SHORT EXERCISE:
Copy all the rows below word for word, but leave out the pictures.

○ ○ ○ ○ ○

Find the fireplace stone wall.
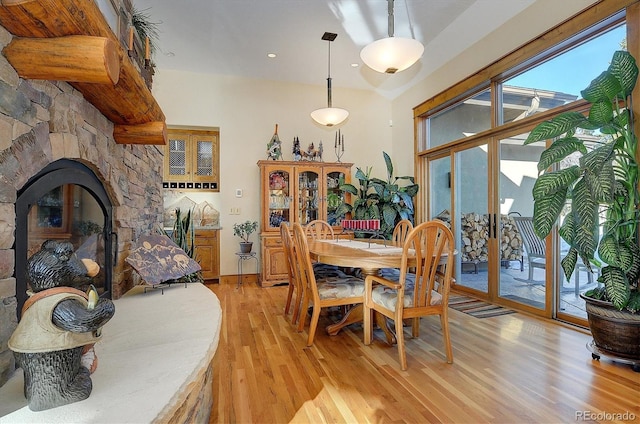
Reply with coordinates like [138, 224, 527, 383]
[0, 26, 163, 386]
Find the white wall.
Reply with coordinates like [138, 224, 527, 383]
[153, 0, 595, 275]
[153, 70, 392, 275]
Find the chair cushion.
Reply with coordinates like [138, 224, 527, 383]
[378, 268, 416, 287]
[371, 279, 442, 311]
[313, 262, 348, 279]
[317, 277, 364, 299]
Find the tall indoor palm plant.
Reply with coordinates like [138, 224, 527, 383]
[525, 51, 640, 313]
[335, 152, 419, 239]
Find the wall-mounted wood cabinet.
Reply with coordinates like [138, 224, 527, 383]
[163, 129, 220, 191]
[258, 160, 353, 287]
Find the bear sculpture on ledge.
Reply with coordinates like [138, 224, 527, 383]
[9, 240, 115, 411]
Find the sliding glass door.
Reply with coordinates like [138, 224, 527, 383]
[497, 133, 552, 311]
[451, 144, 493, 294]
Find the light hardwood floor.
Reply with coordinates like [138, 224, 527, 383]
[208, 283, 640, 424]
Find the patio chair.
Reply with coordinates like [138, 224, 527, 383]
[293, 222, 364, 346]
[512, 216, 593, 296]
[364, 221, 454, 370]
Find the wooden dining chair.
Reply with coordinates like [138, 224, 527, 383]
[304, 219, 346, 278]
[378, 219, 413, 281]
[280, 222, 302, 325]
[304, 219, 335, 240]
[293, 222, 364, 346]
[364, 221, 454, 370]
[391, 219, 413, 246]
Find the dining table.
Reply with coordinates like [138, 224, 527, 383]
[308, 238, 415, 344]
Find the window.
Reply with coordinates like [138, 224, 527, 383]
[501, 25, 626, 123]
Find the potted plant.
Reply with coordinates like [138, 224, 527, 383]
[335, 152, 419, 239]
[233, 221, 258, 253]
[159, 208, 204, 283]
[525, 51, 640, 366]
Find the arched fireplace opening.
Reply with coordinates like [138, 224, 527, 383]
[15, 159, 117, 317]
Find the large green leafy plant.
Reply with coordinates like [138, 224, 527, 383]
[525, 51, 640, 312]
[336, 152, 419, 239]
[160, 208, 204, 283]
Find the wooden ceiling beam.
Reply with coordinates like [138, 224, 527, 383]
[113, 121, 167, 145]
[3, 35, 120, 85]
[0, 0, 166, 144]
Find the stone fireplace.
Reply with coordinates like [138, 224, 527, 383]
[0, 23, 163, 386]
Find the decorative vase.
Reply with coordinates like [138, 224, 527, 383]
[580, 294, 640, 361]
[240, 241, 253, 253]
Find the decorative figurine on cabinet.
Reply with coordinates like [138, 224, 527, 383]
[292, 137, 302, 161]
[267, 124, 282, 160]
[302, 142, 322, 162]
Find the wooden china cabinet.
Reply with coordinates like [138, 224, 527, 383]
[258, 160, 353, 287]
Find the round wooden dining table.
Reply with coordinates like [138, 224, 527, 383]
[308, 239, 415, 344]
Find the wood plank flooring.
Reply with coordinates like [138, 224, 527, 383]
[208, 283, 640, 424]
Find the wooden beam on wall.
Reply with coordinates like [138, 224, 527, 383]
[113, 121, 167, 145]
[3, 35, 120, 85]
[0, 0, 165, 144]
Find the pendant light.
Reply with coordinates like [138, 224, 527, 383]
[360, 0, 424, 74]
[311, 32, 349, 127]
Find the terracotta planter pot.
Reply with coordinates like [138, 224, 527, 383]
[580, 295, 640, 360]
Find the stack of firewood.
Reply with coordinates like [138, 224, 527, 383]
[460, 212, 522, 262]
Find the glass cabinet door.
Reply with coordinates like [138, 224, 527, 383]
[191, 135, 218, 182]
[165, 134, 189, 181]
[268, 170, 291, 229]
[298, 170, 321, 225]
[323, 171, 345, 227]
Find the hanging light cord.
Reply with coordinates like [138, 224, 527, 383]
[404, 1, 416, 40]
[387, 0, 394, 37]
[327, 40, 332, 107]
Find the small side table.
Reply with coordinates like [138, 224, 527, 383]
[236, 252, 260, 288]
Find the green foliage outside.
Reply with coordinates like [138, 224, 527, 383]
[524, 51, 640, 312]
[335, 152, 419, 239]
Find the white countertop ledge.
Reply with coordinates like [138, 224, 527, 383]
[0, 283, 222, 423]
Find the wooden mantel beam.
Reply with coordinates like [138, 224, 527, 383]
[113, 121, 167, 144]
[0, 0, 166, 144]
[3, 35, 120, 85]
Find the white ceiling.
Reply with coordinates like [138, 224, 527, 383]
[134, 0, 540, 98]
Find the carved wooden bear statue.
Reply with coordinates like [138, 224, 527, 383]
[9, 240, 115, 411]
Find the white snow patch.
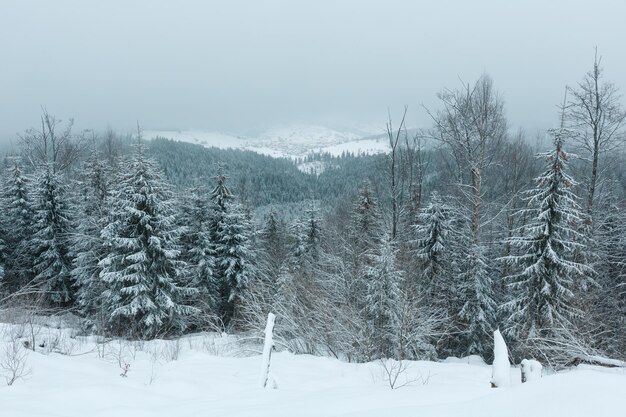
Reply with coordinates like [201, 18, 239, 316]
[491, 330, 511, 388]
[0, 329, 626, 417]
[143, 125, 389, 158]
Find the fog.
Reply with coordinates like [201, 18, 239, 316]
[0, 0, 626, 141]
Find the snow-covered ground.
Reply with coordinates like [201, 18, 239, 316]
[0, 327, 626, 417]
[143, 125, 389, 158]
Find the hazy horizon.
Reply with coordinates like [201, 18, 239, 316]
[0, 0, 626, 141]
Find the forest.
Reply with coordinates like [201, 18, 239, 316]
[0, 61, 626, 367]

○ ○ ○ ○ ○

RESULT BELOW:
Find the fireplace stone wall.
Reply with coordinates like [138, 224, 527, 383]
[0, 26, 163, 386]
Find the white wall.
Reply with coordinates like [138, 224, 527, 383]
[153, 0, 595, 275]
[153, 70, 392, 275]
Find the chair cushion.
Reply with coordinates like [138, 224, 527, 383]
[378, 268, 416, 287]
[371, 279, 442, 311]
[313, 262, 348, 279]
[317, 277, 364, 299]
Find the tall indoor palm plant.
Reply with coordinates like [138, 224, 527, 383]
[525, 51, 640, 313]
[335, 152, 419, 239]
Find the wall-mounted wood cabinet.
Reply with coordinates like [138, 224, 527, 383]
[163, 129, 220, 191]
[258, 160, 353, 287]
Find the bear sculpture on ledge.
Reply with coordinates like [138, 224, 527, 383]
[9, 240, 115, 411]
Find the sliding glass door.
Reply with coordinates like [138, 224, 527, 383]
[497, 133, 552, 311]
[451, 144, 493, 294]
Find the light hardwood floor.
Reply with coordinates like [138, 224, 527, 383]
[208, 283, 640, 424]
Find the patio chair.
Reply with coordinates like [138, 224, 527, 383]
[293, 222, 364, 346]
[512, 216, 593, 296]
[364, 221, 454, 370]
Find the wooden dining chair.
Reply with coordinates like [138, 224, 527, 383]
[304, 219, 346, 278]
[378, 219, 413, 281]
[280, 222, 302, 325]
[304, 219, 335, 240]
[293, 222, 364, 346]
[364, 221, 454, 370]
[391, 219, 413, 246]
Find the dining table.
Reply with coordinates like [138, 224, 527, 383]
[308, 238, 415, 344]
Find the window.
Reply with coordinates like [138, 224, 527, 383]
[501, 25, 626, 123]
Find the potted plant.
Reply with coordinates like [138, 224, 527, 383]
[335, 152, 419, 239]
[233, 221, 258, 253]
[159, 208, 204, 283]
[525, 51, 640, 366]
Find the arched fireplace opening.
Reply with coordinates like [138, 224, 527, 383]
[15, 159, 117, 317]
Find the large green leafy plant.
Reply with coordinates like [138, 224, 527, 383]
[525, 51, 640, 312]
[336, 152, 419, 239]
[160, 208, 204, 283]
Find the wooden ceiling beam.
Reply with coordinates like [138, 224, 527, 383]
[113, 121, 167, 145]
[3, 35, 120, 85]
[0, 0, 166, 144]
Find the stone fireplace.
Reply with coordinates like [138, 224, 527, 383]
[0, 23, 163, 386]
Find the decorative vase.
Reply with coordinates like [138, 224, 527, 383]
[580, 294, 640, 361]
[240, 241, 253, 253]
Find the decorative figurine on cabinet.
Reply with coordinates like [138, 224, 527, 383]
[292, 137, 302, 161]
[267, 124, 282, 160]
[302, 142, 322, 162]
Find the wooden china cabinet.
Reply with coordinates like [138, 224, 527, 383]
[258, 160, 353, 287]
Find the round wooden dining table.
Reply with coordinates like [138, 224, 527, 383]
[308, 239, 415, 344]
Find the wood plank flooring.
Reply with coordinates like [138, 224, 527, 383]
[208, 283, 640, 424]
Find the wooden beam on wall.
Reply with coordinates like [138, 224, 527, 383]
[113, 121, 167, 145]
[3, 35, 120, 85]
[0, 0, 165, 144]
Find the pendant light.
Reply with coordinates like [138, 224, 527, 383]
[360, 0, 424, 74]
[311, 32, 349, 127]
Find the terracotta planter pot.
Reply with coordinates like [138, 224, 527, 383]
[580, 295, 640, 360]
Find the stack of firewood.
Reply with coordinates like [138, 224, 527, 383]
[460, 212, 522, 262]
Find the glass cabinet door.
Reply with coordinates like [138, 224, 527, 383]
[191, 135, 218, 182]
[165, 134, 189, 181]
[268, 170, 291, 229]
[298, 170, 321, 225]
[323, 171, 345, 227]
Find the hanging light cord.
Reply with coordinates like [138, 224, 527, 383]
[404, 1, 416, 40]
[387, 0, 394, 37]
[327, 40, 332, 107]
Find the small side table.
Reply with coordinates like [138, 224, 527, 383]
[236, 252, 260, 288]
Find the green foliage outside.
Reply with coordinates like [138, 224, 527, 383]
[524, 51, 640, 312]
[335, 152, 419, 239]
Find the white countertop ledge.
Reply with coordinates like [138, 224, 527, 383]
[0, 283, 222, 423]
Find the wooden mantel beam.
Reply with coordinates like [138, 224, 527, 383]
[113, 121, 167, 144]
[0, 0, 166, 144]
[3, 35, 120, 85]
Find the white ceiling.
Reply with coordinates like [138, 224, 527, 383]
[134, 0, 540, 98]
Find the carved wooden bear statue.
Reply with coordinates like [138, 224, 527, 383]
[9, 240, 115, 411]
Find the white snow patch.
Reply with coordinates like [201, 18, 239, 316]
[491, 330, 511, 388]
[0, 329, 626, 417]
[143, 125, 389, 158]
Find the fog.
Reply with coordinates like [201, 18, 239, 316]
[0, 0, 626, 141]
Find the snow-covered ground.
Reply with coordinates like [201, 18, 239, 316]
[0, 327, 626, 417]
[143, 125, 389, 158]
Find the hazy horizon.
Reply with coordinates like [201, 18, 239, 316]
[0, 0, 626, 141]
Find the forest.
Reply with coordinates like [201, 18, 239, 316]
[0, 61, 626, 367]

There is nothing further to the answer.